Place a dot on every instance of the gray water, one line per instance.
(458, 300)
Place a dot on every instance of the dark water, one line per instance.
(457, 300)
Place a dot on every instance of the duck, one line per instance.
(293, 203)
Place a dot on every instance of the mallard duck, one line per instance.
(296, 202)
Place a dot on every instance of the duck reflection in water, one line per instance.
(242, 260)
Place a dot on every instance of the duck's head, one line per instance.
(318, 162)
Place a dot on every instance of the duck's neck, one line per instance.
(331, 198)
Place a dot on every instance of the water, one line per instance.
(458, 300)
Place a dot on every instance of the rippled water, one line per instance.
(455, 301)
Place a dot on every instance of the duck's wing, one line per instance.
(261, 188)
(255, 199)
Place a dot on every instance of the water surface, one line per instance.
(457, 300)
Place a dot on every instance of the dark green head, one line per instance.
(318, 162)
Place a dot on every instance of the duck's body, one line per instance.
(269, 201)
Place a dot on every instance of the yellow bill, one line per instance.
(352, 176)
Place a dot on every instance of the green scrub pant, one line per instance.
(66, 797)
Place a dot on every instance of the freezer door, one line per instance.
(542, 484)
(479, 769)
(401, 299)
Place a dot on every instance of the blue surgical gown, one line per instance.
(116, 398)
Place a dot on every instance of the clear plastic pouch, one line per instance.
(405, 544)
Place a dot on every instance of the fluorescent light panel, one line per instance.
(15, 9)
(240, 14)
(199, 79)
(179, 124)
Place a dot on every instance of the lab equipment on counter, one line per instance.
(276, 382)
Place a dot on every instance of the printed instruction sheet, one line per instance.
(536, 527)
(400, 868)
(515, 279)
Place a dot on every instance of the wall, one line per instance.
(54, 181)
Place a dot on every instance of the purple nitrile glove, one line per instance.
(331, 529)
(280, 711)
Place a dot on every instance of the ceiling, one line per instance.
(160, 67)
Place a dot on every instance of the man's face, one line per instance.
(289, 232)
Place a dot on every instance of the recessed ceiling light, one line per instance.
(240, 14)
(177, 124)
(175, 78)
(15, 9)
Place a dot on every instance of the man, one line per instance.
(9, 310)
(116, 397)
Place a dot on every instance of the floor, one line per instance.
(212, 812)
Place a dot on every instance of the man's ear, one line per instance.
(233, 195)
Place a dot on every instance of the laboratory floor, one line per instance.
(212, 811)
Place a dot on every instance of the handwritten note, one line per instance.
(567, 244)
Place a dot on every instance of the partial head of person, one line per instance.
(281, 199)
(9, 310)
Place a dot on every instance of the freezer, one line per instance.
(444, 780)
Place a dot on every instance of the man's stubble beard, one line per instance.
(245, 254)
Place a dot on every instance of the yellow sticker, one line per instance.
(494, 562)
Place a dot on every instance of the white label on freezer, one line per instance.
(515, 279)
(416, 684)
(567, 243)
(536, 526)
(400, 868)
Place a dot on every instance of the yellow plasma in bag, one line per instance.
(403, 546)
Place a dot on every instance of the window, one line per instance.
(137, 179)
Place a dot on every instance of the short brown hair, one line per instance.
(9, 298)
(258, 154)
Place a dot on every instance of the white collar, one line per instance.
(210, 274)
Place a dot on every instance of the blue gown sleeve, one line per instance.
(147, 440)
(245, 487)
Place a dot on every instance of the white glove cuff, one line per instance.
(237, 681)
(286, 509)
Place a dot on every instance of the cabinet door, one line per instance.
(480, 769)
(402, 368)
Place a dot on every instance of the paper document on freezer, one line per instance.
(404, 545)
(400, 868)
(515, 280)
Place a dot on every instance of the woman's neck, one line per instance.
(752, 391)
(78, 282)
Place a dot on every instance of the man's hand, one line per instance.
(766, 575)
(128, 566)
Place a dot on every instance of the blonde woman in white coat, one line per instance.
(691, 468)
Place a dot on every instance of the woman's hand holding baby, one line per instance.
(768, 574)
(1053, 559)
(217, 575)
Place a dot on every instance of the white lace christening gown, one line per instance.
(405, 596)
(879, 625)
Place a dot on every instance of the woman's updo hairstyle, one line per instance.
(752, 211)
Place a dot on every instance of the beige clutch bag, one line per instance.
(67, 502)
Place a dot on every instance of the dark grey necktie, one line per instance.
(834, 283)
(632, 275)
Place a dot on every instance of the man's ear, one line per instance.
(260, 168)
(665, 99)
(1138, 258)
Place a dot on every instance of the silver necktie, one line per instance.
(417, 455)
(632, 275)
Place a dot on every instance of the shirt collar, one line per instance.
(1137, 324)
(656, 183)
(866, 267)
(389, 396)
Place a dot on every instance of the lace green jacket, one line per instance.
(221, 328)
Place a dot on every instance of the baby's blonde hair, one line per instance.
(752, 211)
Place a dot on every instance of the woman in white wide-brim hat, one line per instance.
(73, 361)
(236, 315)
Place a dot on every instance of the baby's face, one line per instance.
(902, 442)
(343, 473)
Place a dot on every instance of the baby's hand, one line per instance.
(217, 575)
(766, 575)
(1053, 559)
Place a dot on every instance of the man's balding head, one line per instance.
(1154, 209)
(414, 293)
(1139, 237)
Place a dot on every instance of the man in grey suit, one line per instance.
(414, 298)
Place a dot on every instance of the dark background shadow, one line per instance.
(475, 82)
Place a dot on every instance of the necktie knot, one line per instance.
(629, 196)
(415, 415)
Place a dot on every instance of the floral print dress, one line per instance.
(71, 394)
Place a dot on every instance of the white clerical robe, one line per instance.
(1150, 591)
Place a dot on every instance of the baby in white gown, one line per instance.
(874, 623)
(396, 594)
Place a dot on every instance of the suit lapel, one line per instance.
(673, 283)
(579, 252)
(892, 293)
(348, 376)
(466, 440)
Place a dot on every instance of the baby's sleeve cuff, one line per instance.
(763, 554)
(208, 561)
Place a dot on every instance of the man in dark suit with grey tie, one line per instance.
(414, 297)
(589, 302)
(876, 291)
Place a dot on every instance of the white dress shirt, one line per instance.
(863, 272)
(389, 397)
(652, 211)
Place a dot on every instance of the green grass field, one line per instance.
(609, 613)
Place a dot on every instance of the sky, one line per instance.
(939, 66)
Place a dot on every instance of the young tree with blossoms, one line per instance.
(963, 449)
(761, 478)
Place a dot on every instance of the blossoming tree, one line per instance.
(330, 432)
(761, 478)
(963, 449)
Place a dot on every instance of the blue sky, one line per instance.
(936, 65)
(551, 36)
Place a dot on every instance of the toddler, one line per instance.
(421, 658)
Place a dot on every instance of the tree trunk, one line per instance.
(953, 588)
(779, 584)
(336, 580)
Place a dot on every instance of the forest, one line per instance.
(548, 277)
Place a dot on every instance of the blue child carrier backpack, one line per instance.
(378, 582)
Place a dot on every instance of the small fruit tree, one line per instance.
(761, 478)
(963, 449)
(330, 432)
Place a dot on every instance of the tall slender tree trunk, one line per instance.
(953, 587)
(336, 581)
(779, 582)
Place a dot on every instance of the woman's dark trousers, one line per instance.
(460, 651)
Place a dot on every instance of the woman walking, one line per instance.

:::::

After locating the line containing "Place a dot on every instance of the woman's dark", give that line and every later line of the listing again exactly, up to and including the last.

**Result of the exercise:**
Place a dot on every instance of the woman's dark trousers, one line per instance.
(460, 651)
Place a dot on every instance of the woman walking, one line per instance.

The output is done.